*Work order*. Restate every line of the material, word for word.

BEGIN Data extract

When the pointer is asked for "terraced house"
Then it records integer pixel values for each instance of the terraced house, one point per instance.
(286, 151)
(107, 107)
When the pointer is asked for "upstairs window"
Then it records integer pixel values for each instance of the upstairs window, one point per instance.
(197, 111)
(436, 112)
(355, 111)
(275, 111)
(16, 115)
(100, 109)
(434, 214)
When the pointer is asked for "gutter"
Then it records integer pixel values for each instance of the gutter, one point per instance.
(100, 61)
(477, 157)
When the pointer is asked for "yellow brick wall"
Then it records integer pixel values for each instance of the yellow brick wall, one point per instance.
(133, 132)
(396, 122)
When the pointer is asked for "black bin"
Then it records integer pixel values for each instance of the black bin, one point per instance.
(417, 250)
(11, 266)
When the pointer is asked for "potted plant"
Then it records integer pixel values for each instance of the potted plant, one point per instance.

END Data extract

*Answer*.
When the pointer is asked for "terraced house"
Then it records integer pixel values for each instance of the terraced house, one point per instance.
(286, 151)
(107, 107)
When the pointer is asked for "upstairs window"
Then it records integer pixel values for each instance of the upstairs window, one point per instance.
(197, 111)
(436, 112)
(355, 111)
(275, 111)
(16, 115)
(100, 109)
(434, 214)
When the pointer is asked for "gutter"
Then it records integer pixel values for each instance of the gutter, one point per instance.
(100, 61)
(477, 157)
When the pointer is asked for "yellow brick wall"
Then it records integer pixel values for each instance of the yellow brick wall, one point per instance.
(133, 132)
(396, 122)
When the pointer is asked for "black bin"
Then it records integer pixel values for each instance of the black bin, one point per instance.
(417, 250)
(11, 266)
When the pointer is asked for "potted plant"
Then it records integer pixel values for each instance of the potted plant, one point per instance.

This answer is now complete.